• Selected extract:
Daddy’s Death

I hadn’t seen Daddy for 10 years I had anticipated going see him for a 92nd birthday celebration and had already scheduled my flight, only to get the call that I needed to come quicker as he was already dying.
I instantly thought of how many words had been left unsaid, so many questions unanswered. Maybe questions that were not meant to be asked right before his death, but I had forgiven him enough to go see him. Not seeing him before death would just leave too many things unsaid.


Daddy hadn’t been moving at all but when I showed up and began talking to him you could tell he attempted to reach out by a slight nudge of his head. The feelings of my daddy and my mother were totally different. I know my mother tried, but she was strict while daddy was more fun, loving. I had a closer relationship with him that had started in my early years prior to our move to Mexico and living  polygamy.

Daddy lived, if you want to call it that, for six days after I arrived. As I waited in the hospital with him I got to meet new siblings and get acquainted with ones I might have met only once, as we all came and went.  We laughed, cried, took pictures. I learned that so many of my siblings are jokesters.

Late at night when we would head home from the hospital my siblings wanted to play pinochle and were shocked that daddy hadn’t taught me how. After all, it was daddy’s favorite game. I didn’t get that fun side of daddy after the move to Mexico there was only time for the hard working daddy. My siblings also were able to show me little recordings of daddy doing little jigs and dances he would do. They were so funny and cute, ones I never got to enjoy while he was around.

 Jan 25, 2017, daddy was called home to his Heavenly Father and he believed Joel LeBaron to be the true prophet of the Church of the Firstborn Fullness of Times until the very end and he believed that polygamy was his sure way to heaven.

It broke my heart when he lifted his arms, outreached and said, “momma.” I am certain she was there to embrace him. He had always been close to his mom.

• Data extract:
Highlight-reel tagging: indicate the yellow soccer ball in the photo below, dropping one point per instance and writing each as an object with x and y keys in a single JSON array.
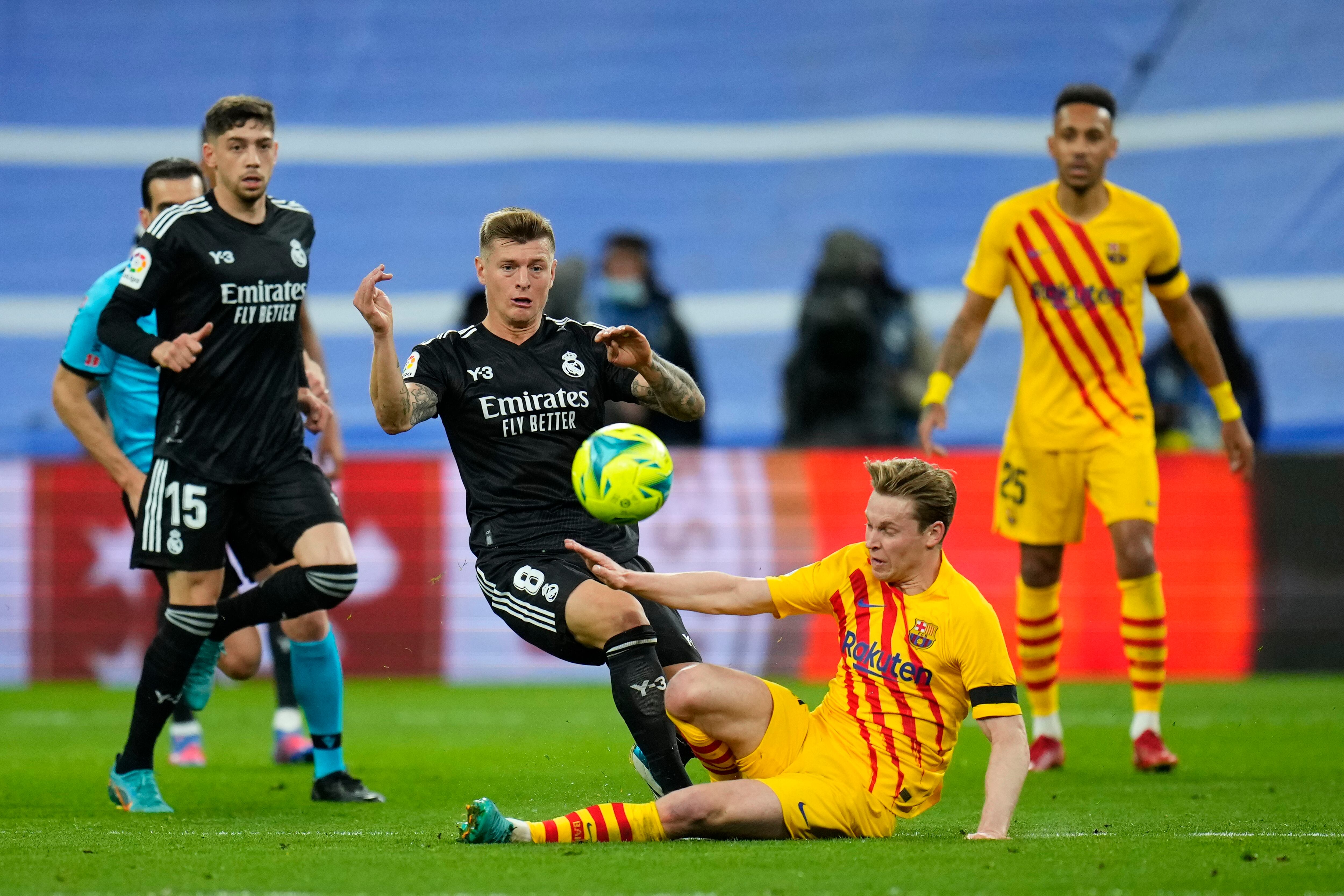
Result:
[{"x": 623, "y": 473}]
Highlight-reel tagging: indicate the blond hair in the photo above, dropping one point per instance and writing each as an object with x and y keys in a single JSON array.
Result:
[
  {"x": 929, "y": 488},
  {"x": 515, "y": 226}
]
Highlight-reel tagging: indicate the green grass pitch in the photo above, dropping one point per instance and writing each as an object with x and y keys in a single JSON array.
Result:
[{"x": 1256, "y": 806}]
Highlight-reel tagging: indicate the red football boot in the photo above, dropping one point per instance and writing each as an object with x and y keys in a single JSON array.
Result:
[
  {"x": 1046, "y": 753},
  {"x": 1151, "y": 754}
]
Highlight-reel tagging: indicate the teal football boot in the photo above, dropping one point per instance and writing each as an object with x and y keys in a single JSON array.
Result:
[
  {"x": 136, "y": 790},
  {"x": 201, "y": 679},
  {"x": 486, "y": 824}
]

...

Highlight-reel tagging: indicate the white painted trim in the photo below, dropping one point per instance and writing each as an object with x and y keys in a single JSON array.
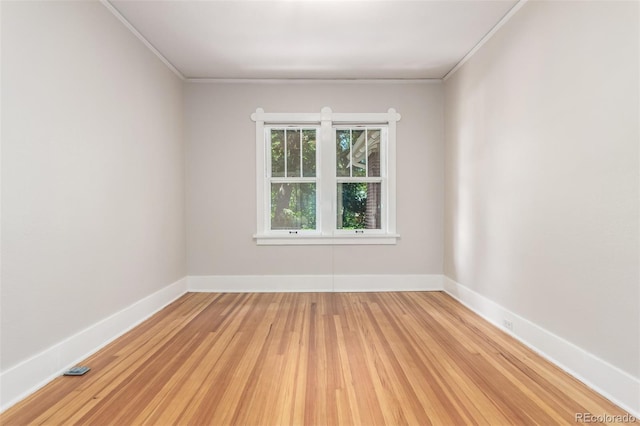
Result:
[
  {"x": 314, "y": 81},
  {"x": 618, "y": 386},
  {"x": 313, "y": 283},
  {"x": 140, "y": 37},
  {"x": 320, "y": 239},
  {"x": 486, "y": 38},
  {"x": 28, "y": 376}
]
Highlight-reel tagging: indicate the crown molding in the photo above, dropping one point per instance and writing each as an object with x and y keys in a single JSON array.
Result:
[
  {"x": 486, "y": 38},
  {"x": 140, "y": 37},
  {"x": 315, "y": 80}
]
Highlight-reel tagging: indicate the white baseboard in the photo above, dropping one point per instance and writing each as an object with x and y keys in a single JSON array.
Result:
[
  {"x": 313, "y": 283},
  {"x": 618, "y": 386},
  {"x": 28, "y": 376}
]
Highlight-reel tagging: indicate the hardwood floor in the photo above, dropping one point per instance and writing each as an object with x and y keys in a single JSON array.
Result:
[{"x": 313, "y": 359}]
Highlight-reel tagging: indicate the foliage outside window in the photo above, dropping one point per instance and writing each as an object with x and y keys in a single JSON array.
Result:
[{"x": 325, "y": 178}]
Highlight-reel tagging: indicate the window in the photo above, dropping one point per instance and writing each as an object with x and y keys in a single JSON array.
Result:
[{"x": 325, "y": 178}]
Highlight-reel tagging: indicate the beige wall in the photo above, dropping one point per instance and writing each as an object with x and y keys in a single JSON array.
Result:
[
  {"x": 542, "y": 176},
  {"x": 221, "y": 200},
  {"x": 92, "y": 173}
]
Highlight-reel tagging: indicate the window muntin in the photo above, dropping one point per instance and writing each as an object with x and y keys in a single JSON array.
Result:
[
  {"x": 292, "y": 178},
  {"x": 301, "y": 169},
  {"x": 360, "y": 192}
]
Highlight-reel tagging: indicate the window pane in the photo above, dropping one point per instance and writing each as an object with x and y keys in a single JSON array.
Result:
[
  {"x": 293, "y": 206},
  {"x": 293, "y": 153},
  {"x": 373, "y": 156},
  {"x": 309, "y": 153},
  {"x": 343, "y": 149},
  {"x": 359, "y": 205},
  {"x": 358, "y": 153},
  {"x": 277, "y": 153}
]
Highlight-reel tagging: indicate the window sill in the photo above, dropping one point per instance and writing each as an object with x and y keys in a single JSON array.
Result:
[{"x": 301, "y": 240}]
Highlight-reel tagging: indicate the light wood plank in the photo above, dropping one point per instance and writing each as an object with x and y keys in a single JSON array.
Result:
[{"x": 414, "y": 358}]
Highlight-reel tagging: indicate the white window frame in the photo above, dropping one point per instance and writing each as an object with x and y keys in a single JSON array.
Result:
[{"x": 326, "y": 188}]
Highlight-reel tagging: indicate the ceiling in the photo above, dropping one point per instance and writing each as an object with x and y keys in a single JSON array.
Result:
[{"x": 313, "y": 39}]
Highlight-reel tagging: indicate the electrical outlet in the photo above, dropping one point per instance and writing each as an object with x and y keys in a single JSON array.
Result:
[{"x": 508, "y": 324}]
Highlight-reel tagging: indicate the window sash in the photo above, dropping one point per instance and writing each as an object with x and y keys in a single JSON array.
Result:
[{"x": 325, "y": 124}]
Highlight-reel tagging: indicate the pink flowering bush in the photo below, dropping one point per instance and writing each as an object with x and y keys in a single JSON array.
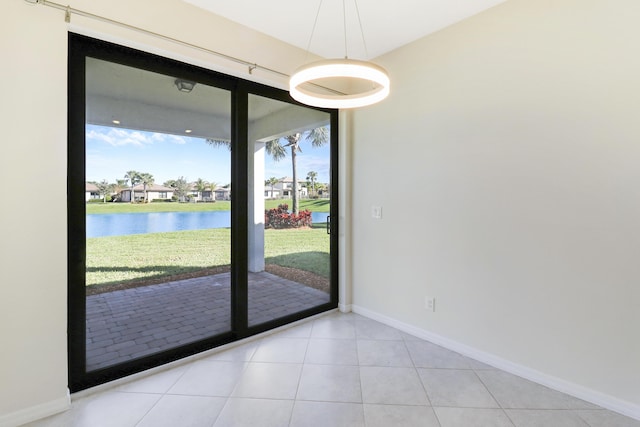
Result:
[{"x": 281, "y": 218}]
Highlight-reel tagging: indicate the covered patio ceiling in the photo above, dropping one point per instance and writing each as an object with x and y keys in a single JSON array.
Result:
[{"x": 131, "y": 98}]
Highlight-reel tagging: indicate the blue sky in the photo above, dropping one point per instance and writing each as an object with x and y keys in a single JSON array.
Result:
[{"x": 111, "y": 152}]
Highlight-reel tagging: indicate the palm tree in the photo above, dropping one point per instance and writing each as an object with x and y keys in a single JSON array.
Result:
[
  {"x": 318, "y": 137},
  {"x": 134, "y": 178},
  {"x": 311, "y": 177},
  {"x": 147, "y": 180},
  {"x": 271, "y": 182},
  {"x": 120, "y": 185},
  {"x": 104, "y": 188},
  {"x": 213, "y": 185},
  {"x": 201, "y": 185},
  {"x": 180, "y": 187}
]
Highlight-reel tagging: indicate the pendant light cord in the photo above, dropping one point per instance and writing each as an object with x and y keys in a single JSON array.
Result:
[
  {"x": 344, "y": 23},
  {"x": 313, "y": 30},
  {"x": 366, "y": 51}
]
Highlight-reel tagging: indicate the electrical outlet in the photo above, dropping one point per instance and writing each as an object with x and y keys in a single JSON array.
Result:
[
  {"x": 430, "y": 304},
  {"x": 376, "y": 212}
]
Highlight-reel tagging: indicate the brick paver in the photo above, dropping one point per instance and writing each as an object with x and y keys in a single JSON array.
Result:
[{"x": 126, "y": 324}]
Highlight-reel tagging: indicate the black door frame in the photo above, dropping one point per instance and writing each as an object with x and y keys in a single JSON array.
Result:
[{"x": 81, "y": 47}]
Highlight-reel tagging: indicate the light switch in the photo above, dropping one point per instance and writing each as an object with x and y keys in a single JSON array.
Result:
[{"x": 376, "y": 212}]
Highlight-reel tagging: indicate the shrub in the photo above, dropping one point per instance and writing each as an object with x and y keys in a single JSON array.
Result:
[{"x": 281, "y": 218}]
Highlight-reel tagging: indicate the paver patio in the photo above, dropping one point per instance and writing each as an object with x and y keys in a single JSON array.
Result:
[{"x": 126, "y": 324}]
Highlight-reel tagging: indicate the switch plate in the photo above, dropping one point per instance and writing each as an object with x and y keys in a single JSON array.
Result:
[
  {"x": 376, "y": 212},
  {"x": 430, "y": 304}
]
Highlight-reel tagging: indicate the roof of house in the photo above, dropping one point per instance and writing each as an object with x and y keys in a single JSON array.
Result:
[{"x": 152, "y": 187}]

• Task statement:
Copy the passage of the essay about Daddy's death that runs between "Daddy hadn’t been" and "and living  polygamy.", inclusive, with its wording unchanged.

• Solution below:
Daddy hadn’t been moving at all but when I showed up and began talking to him you could tell he attempted to reach out by a slight nudge of his head. The feelings of my daddy and my mother were totally different. I know my mother tried, but she was strict while daddy was more fun, loving. I had a closer relationship with him that had started in my early years prior to our move to Mexico and living  polygamy.